Een (fictief) voorbeeld van een diagnose
Een 22-jarige studente psychologie wonende in een studentenhuis in Leiden. Zij heeft sinds 3 jaar last van grote eetbuien gevolgd door zelfopgewekt braken, beide met een frequentie van 3 keer per week. Zij heeft een normaal gewicht (BMI 23,7). Daarnaast heeft zij last van somberheid die een paar dagen kan aanhouden. Suïcidaliteit wordt ontkend evenals het doorstaan van misbruik. Automutilatie heeft tot 1 jaar geleden plaatsgevonden. Patiënte geeft aan zich eenzaam te voelen in Leiden en heeft geen vriendinnen of vriend. Zij gaat in de weekenden naar haar ouderlijk huis (compleet gezin met 2 jaar jongere zus). Mogelijke oorzakelijke factor is de overgang van het ouderlijk huis en leven in een klein dorpje naar de grote stad en het (anoniemere) studentenleven. Mogelijke instandhoudende factor is patiëntes beleefde onvermogen aansluiting te vinden bij leeftijdsgenoten en haar draai te vinden in studie en studentenhuis. Op middelbare school had zij 1 goede vriendin en wat oppervlakkige vriendschappen. Patiënte voldoet aan de DSM-IV criteria voor boulimia nervosa.
DSM: Diagnostic Statistical Manual
In Nederland wordt de classificatie van psychiatrische stoornissen meestal uitgevoerd aan de hand van de DSM-IV. DSM staat voor Diagnostic Statistical Manual en is een product van de Amerikaanse vereniging van psychiaters. In de DSM staan alle door hen erkende psychiatrische stoornissen. Per stoornis staan een aantal criteria vermeld waarover een groep van experts het met elkaar eens is geworden op basis van onderzoek in de wetenschappelijke literatuur en discussie. Het belangrijkste doel van de DSM is te bevorderen dat professionals in de psychiatrie wereldwijd meer dezelfde taal gaan spreken. Met andere woorden, dat als een professional in Australië en in Nederland het over boulimia nervosa hebben, dat zij het dan beide hebben over individuen die voldoen dan de criteria voor boulimia nervosa zoals vastgelegd in de DSM.
::::::::
▶ _Pas het toe_:
• 1. Van wie is de DSM een product, volgens de tekst over diagnose en DSM?
• 2. Kloppen deze uitspraken met de tekst over diagnose en DSM? Antwoord per uitspraak met ja of nee en citeer de woorden uit de tekst die de doorslag geven.
(a) De studente heeft een te laag gewicht.
(b) De studente heeft in het verleden aan automutilatie gedaan.
(c) In Nederland gebeurt de classificatie van psychiatrische stoornissen meestal met de DSM-IV.
• 3. Schrijf het volgende stuk van de tekst over diagnose en DSM.
De gegevens hebben hier niets mee te maken.
::::::::
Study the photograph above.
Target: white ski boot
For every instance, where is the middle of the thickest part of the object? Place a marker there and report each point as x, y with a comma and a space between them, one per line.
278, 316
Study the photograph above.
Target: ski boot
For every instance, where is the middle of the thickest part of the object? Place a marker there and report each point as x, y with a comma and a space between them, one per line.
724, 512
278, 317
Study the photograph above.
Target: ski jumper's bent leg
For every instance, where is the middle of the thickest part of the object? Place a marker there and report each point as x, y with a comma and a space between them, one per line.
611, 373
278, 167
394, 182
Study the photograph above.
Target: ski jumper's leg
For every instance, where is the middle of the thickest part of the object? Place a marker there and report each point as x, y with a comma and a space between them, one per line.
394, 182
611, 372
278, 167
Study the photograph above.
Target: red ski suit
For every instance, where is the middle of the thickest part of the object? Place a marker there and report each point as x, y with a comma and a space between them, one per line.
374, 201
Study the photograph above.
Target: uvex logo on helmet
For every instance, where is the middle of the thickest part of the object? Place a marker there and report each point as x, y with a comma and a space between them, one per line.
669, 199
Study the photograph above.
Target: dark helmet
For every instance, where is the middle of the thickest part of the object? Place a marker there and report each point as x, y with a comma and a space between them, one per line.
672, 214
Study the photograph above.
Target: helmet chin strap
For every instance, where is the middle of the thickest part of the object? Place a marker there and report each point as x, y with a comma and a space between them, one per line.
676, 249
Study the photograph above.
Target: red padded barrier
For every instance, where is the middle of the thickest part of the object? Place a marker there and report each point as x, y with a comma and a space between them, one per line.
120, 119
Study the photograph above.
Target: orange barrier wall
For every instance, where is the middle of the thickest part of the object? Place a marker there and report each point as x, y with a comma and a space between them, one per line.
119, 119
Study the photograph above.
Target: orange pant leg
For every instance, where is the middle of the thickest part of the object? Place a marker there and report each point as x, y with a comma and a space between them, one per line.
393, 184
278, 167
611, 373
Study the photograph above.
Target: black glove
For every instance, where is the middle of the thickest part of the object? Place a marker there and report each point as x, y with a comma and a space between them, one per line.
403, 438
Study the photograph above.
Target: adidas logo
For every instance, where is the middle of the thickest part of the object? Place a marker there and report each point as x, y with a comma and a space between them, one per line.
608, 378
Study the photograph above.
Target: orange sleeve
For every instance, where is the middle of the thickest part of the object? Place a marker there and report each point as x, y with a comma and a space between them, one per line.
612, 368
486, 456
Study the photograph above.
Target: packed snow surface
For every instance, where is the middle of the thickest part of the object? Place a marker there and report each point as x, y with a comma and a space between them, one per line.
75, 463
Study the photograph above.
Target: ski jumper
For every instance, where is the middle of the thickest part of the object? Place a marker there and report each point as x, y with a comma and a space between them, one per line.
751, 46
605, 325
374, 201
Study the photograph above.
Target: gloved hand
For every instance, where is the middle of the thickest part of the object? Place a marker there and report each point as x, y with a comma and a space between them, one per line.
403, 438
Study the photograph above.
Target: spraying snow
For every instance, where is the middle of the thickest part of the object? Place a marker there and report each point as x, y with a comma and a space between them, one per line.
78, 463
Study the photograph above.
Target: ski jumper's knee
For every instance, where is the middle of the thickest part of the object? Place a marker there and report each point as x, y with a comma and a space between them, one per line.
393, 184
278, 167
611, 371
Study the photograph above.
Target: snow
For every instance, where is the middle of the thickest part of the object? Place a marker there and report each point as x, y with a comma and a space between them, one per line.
::::::::
▶ _De antwoorden_:
• 1. Van de Amerikaanse vereniging van psychiaters.

• 2.
(a) Nee: "Zij heeft een normaal gewicht (BMI 23,7)."
(b) Ja: "Automutilatie heeft tot 1 jaar geleden plaatsgevonden."
(c) Ja: "In Nederland wordt de classificatie van psychiatrische stoornissen meestal uitgevoerd aan de hand van de DSM-IV."

• 3.
In Nederland willen, onder andere, zorgverzekeraars de DSM classificatie van patiënten die behandeld worden in de ggz graag weten. Iedere ggz patiënt wordt op vijf DSM assen geclassificeerd. Op as I worden de psychiatrische stoornissen geclassificeerd. Op as II de persoonlijkheidsstoornissen, op as III de somatische stoornissen en op as IV de psychosociale problemen. Op as V wordt een algemene score van het functioneren (de zogenaamde GAF score) weergegeven.
DSM en ernst van de eetstoornis
De DSM classificatie levert dus niet meer dan een opsomming van labels die refereren aan een set van criteria. De labels op as I, de psychiatrische stoornissen, zeggen niets over de ernst van de geclassificeerde stoornissen. Je kan op basis van de classificatie niet zeggen dat een eetstoornis nao (niet anders omschreven) minder ernstig is dan een anorexia nervosa. Er zit geen ernst hiërarchie in de DSM. In de jongste versie van de DSM, versie 5 die in mei van dit jaar verscheen, worden professionals wel gevraagd per stoornis ook een ernstschaal in te vullen (www.dsm5.org).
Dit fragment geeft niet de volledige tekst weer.